What to produce. Print the data exactly, leaving nothing out.

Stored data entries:
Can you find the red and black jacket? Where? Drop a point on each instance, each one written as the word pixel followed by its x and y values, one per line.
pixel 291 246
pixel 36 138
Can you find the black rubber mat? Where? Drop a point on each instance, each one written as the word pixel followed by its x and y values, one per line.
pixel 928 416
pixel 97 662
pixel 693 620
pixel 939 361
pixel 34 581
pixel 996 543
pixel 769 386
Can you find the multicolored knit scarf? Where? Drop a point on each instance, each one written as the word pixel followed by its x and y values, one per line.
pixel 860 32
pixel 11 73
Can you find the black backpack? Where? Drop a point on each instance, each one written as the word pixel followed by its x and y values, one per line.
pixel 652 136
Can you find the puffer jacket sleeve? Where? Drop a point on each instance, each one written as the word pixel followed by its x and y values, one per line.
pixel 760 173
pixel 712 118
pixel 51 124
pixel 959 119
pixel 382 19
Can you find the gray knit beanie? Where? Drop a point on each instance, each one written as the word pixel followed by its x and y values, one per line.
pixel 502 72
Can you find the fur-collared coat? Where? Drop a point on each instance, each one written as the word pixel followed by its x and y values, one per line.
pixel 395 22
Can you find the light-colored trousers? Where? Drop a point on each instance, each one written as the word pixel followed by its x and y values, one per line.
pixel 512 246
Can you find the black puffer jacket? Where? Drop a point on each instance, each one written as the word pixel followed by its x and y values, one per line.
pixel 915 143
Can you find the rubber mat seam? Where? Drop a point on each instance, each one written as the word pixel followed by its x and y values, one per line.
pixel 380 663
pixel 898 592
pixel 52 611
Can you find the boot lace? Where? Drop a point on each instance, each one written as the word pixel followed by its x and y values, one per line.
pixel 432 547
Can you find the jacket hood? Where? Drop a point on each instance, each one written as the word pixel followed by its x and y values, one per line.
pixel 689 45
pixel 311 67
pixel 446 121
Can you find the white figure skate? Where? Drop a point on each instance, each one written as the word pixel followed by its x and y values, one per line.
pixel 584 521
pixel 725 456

Solution to this exercise.
Can you find the red and black jacket? Where? Drop a point on each instance, each one written as the word pixel followed by its x and y values, one per line.
pixel 291 246
pixel 36 138
Can you find the black rubber mat? Where? Drop a point on each instance, each one written as the word pixel followed by its x and y values, one per line.
pixel 928 416
pixel 97 662
pixel 693 620
pixel 939 361
pixel 34 581
pixel 996 543
pixel 769 386
Can you find the multicolored knit scarf? Where? Drop a point on each instance, each one written as the word pixel followed by its x and y values, one per line.
pixel 860 32
pixel 11 73
Can you find the black backpack? Where? Drop a point on each instance, each one written as the word pixel followed by its x and y values, one per line.
pixel 652 136
Can you find the puffer jacket sleeve? Where? Drop a point on each instance, each one written as the word pixel followed by its x and y values, one per line.
pixel 760 173
pixel 712 118
pixel 51 124
pixel 959 119
pixel 382 19
Can you find the gray knit beanie? Where? Drop a point on each instance, each one written as the word pixel followed by its x and y values, one per line.
pixel 502 72
Can you find the fur-collared coat? Where? Drop a point on each instance, each one written as the word pixel followed by its x and y values, one per line.
pixel 395 22
Can you find the light-colored trousers? Where? Drop a point on each instance, each one written as the word pixel followed by its x and y values, one per line.
pixel 512 246
Can you find the black puffer jacket? Where? Drop a point on each instance, each one written as the word pixel followed by its x and y values, one per line.
pixel 915 143
Can you find the rubber mat seam? Where? Drop a point on each instance, each one written as the word pixel followed by its x and y values, one per line.
pixel 380 663
pixel 898 592
pixel 52 611
Can you find the boot lace? Where? Drop a point on each instance, each one written as the word pixel followed by its x and y values, one per line.
pixel 432 547
Can you find the jacket hood? Where? Drop a point on each instance, each one written as the word pixel followed by its x and y values, one per line.
pixel 689 45
pixel 311 67
pixel 446 121
Can you find the white figure skate? Where? Drop a point on each instance, each one written as the word pixel followed by its x and y values, one per line.
pixel 584 521
pixel 725 456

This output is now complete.